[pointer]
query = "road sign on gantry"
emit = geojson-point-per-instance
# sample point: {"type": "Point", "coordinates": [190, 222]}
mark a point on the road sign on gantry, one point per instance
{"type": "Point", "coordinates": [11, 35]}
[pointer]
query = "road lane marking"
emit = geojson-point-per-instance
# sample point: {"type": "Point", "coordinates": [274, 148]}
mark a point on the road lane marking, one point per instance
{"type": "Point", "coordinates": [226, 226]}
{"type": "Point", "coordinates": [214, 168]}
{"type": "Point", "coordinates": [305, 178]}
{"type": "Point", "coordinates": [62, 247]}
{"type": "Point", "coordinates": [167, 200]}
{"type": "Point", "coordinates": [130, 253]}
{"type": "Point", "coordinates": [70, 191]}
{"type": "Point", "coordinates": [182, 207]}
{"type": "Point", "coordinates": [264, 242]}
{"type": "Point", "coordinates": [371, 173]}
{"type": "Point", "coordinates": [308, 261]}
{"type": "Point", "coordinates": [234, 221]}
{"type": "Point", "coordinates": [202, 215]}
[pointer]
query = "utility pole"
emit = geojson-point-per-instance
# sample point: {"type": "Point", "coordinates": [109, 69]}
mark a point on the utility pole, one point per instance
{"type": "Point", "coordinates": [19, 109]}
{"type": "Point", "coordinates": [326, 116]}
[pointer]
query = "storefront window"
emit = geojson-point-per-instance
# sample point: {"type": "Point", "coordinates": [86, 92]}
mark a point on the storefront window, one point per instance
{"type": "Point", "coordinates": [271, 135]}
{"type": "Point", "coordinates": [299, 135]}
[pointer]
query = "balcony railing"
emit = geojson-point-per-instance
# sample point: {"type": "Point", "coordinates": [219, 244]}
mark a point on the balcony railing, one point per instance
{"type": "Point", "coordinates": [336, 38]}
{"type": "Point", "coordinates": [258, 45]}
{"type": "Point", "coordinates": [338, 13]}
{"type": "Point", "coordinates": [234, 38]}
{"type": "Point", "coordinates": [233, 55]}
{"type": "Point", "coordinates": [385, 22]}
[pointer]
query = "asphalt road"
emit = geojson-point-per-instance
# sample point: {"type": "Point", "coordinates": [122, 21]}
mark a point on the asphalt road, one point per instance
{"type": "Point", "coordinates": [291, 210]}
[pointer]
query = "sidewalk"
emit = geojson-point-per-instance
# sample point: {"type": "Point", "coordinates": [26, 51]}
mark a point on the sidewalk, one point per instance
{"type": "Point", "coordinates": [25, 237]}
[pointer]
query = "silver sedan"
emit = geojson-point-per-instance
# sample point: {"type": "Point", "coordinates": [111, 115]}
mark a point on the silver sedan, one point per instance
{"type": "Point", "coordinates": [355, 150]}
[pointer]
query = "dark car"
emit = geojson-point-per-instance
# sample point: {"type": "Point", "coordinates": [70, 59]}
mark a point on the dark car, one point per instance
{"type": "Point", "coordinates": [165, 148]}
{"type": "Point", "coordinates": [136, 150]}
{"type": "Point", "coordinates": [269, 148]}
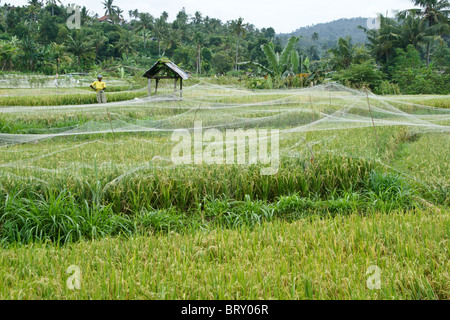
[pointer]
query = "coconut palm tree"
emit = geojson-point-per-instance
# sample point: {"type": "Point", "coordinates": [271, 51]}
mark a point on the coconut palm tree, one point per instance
{"type": "Point", "coordinates": [110, 8]}
{"type": "Point", "coordinates": [435, 14]}
{"type": "Point", "coordinates": [79, 47]}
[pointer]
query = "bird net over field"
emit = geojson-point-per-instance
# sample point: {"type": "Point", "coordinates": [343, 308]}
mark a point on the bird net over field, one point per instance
{"type": "Point", "coordinates": [131, 138]}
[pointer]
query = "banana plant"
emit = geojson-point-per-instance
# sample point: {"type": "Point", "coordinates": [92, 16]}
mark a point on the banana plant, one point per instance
{"type": "Point", "coordinates": [280, 64]}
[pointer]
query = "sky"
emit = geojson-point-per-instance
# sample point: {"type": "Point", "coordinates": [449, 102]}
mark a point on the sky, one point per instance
{"type": "Point", "coordinates": [284, 16]}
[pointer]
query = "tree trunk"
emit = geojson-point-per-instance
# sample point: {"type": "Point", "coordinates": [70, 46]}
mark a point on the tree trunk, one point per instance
{"type": "Point", "coordinates": [143, 31]}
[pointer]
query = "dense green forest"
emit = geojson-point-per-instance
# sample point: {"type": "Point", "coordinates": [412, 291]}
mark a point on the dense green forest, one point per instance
{"type": "Point", "coordinates": [408, 54]}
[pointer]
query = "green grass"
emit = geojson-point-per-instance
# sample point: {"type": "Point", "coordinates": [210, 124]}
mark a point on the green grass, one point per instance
{"type": "Point", "coordinates": [312, 258]}
{"type": "Point", "coordinates": [68, 99]}
{"type": "Point", "coordinates": [106, 197]}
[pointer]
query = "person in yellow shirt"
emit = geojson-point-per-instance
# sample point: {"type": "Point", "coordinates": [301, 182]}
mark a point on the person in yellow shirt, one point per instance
{"type": "Point", "coordinates": [99, 86]}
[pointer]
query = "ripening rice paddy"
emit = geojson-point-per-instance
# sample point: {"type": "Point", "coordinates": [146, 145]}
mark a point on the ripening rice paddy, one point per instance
{"type": "Point", "coordinates": [359, 180]}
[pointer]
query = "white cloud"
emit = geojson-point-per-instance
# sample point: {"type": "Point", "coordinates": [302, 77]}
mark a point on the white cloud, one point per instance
{"type": "Point", "coordinates": [283, 15]}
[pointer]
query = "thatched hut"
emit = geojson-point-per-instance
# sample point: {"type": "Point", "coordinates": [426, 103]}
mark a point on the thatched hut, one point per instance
{"type": "Point", "coordinates": [166, 69]}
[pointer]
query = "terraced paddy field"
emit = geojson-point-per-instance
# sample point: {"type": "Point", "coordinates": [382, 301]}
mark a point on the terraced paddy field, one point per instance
{"type": "Point", "coordinates": [341, 181]}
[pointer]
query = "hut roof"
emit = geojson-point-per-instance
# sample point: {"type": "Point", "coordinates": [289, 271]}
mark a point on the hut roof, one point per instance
{"type": "Point", "coordinates": [166, 69]}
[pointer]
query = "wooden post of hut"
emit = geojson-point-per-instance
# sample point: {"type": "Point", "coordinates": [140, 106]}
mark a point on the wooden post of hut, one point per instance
{"type": "Point", "coordinates": [165, 69]}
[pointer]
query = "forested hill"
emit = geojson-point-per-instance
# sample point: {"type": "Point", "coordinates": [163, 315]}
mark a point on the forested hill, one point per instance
{"type": "Point", "coordinates": [328, 33]}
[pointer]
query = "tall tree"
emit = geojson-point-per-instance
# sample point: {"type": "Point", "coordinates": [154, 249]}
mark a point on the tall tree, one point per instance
{"type": "Point", "coordinates": [145, 23]}
{"type": "Point", "coordinates": [435, 13]}
{"type": "Point", "coordinates": [239, 29]}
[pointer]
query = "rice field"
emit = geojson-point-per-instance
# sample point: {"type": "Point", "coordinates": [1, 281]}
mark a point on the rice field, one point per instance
{"type": "Point", "coordinates": [364, 178]}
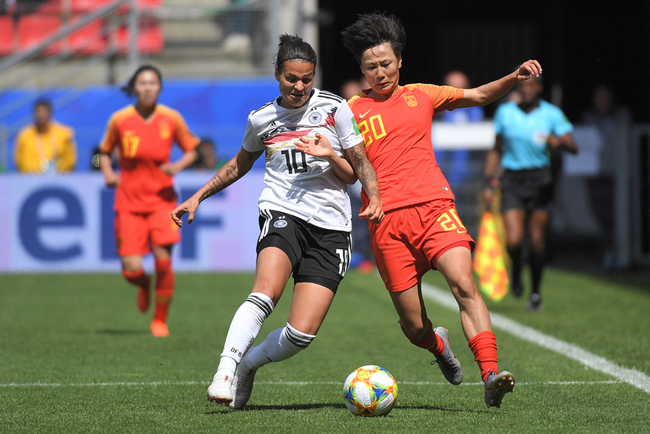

### The problem
Would you retype the entries above in full, exactly as written, minus the pictures?

### Output for this exercise
[pointer]
query = "road sign on gantry"
emit = geojson-point-per-instance
# sample point: {"type": "Point", "coordinates": [190, 222]}
mark a point on the road sign on gantry, one point per instance
{"type": "Point", "coordinates": [11, 35]}
[pointer]
query = "road lane marking"
emit = geojson-point-per-instance
# sample point: {"type": "Point", "coordinates": [274, 148]}
mark a point on the road lane marking, one point per instance
{"type": "Point", "coordinates": [226, 226]}
{"type": "Point", "coordinates": [214, 168]}
{"type": "Point", "coordinates": [305, 178]}
{"type": "Point", "coordinates": [62, 247]}
{"type": "Point", "coordinates": [167, 200]}
{"type": "Point", "coordinates": [130, 253]}
{"type": "Point", "coordinates": [70, 191]}
{"type": "Point", "coordinates": [182, 207]}
{"type": "Point", "coordinates": [264, 242]}
{"type": "Point", "coordinates": [371, 173]}
{"type": "Point", "coordinates": [308, 261]}
{"type": "Point", "coordinates": [234, 221]}
{"type": "Point", "coordinates": [202, 215]}
[pointer]
query = "utility pole"
emit = geojson-point-per-instance
# sample point: {"type": "Point", "coordinates": [109, 69]}
mark a point on the utility pole, one point per instance
{"type": "Point", "coordinates": [19, 109]}
{"type": "Point", "coordinates": [326, 116]}
[pointer]
query = "storefront window"
emit = geojson-point-per-instance
# sample point: {"type": "Point", "coordinates": [86, 92]}
mark a point on the storefront window, one point per instance
{"type": "Point", "coordinates": [271, 135]}
{"type": "Point", "coordinates": [299, 135]}
[pointer]
query = "balcony railing"
emit = geojson-point-per-instance
# sample point: {"type": "Point", "coordinates": [219, 244]}
mark a point on the balcony railing, one point per instance
{"type": "Point", "coordinates": [336, 38]}
{"type": "Point", "coordinates": [258, 45]}
{"type": "Point", "coordinates": [338, 13]}
{"type": "Point", "coordinates": [234, 38]}
{"type": "Point", "coordinates": [233, 55]}
{"type": "Point", "coordinates": [385, 22]}
[pointer]
query = "asphalt road"
emit = geojson-point-per-instance
# sample point: {"type": "Point", "coordinates": [122, 21]}
mark a point on the asphalt road, one point per instance
{"type": "Point", "coordinates": [291, 210]}
[pointer]
query = "sidewalk"
emit = geojson-point-per-instance
# sample point: {"type": "Point", "coordinates": [26, 51]}
mark a point on the sidewalk, one point per instance
{"type": "Point", "coordinates": [25, 237]}
[pointer]
query = "silver sedan"
emit = geojson-point-per-instance
# sample point: {"type": "Point", "coordinates": [111, 115]}
mark a point on the silver sedan, one point per instance
{"type": "Point", "coordinates": [355, 150]}
[pointer]
query = "dark car"
emit = geojson-point-per-instance
# sample point: {"type": "Point", "coordinates": [70, 59]}
mark a point on the dark car, one point per instance
{"type": "Point", "coordinates": [165, 148]}
{"type": "Point", "coordinates": [136, 150]}
{"type": "Point", "coordinates": [269, 148]}
[pointer]
query = "coconut palm tree"
emit = geojson-point-per-instance
# sample point: {"type": "Point", "coordinates": [271, 51]}
mark a point on the coconut palm tree, one point per instance
{"type": "Point", "coordinates": [110, 8]}
{"type": "Point", "coordinates": [435, 14]}
{"type": "Point", "coordinates": [79, 47]}
[pointer]
query = "bird net over field"
emit = geojson-point-per-instance
# sample point: {"type": "Point", "coordinates": [343, 308]}
mark a point on the bird net over field, one point per instance
{"type": "Point", "coordinates": [131, 138]}
[pointer]
query = "banana plant"
emit = geojson-point-per-instance
# sample point: {"type": "Point", "coordinates": [92, 16]}
mark a point on the banana plant, one point per instance
{"type": "Point", "coordinates": [280, 64]}
[pointer]
query = "sky"
emit = geojson-point-per-instance
# sample point: {"type": "Point", "coordinates": [449, 102]}
mark a point on the sky, one point per instance
{"type": "Point", "coordinates": [284, 16]}
[pointer]
query = "tree trunk"
emit = geojson-point-per-instance
# sample point: {"type": "Point", "coordinates": [70, 46]}
mark a point on the tree trunk, one point per instance
{"type": "Point", "coordinates": [143, 31]}
[pointer]
query = "dense green forest"
emit = geojson-point-per-instance
# sample point: {"type": "Point", "coordinates": [412, 291]}
mark a point on the dense green forest, one point per instance
{"type": "Point", "coordinates": [408, 54]}
[pointer]
query = "green grass"
emit = geojson-point-per-instance
# sample point: {"type": "Point", "coordinates": [210, 124]}
mark a point on the green grass, one point per instance
{"type": "Point", "coordinates": [312, 258]}
{"type": "Point", "coordinates": [68, 99]}
{"type": "Point", "coordinates": [106, 197]}
[pointer]
query = "person in yellow shirt"
emit = geojson-point-per-instance
# sample point: {"type": "Point", "coordinates": [301, 182]}
mark a point on the person in yellow shirt, one point per instance
{"type": "Point", "coordinates": [99, 86]}
[pointer]
query = "ripening rice paddy"
emit = geojson-point-per-instance
# sample point: {"type": "Point", "coordinates": [146, 145]}
mark a point on the ripening rice paddy, one point per instance
{"type": "Point", "coordinates": [359, 180]}
[pointer]
query = "white cloud"
emit = geojson-point-per-instance
# sample point: {"type": "Point", "coordinates": [302, 77]}
mark a point on the white cloud, one point per instance
{"type": "Point", "coordinates": [283, 15]}
[pointer]
query = "thatched hut"
emit = geojson-point-per-instance
# sample point: {"type": "Point", "coordinates": [426, 103]}
mark a point on the thatched hut, one point per instance
{"type": "Point", "coordinates": [166, 69]}
[pointer]
query = "terraced paddy field"
emit = geojson-point-per-instance
# sample point: {"type": "Point", "coordinates": [382, 301]}
mark a point on the terraced paddy field, one point per instance
{"type": "Point", "coordinates": [341, 181]}
[pointer]
query = "hut roof"
emit = geojson-point-per-instance
# sample point: {"type": "Point", "coordinates": [289, 271]}
mark a point on the hut roof, one point per instance
{"type": "Point", "coordinates": [166, 69]}
[pointer]
query = "wooden post of hut"
emit = geojson-point-per-instance
# sample point: {"type": "Point", "coordinates": [140, 106]}
mark a point on the wooden post of hut, one point per instance
{"type": "Point", "coordinates": [165, 69]}
[pointer]
query = "forested hill"
emit = geojson-point-per-instance
# sample point: {"type": "Point", "coordinates": [163, 315]}
mark a point on the forested hill, one point per instance
{"type": "Point", "coordinates": [328, 33]}
[pointer]
query = "tall tree"
emit = geojson-point-per-instance
# sample point: {"type": "Point", "coordinates": [154, 249]}
mark a point on the tall tree, one point per instance
{"type": "Point", "coordinates": [145, 23]}
{"type": "Point", "coordinates": [435, 13]}
{"type": "Point", "coordinates": [239, 29]}
[pointer]
query = "rice field"
emit = geojson-point-per-instance
# sample point: {"type": "Point", "coordinates": [1, 281]}
mark a point on the rice field, one point per instance
{"type": "Point", "coordinates": [364, 178]}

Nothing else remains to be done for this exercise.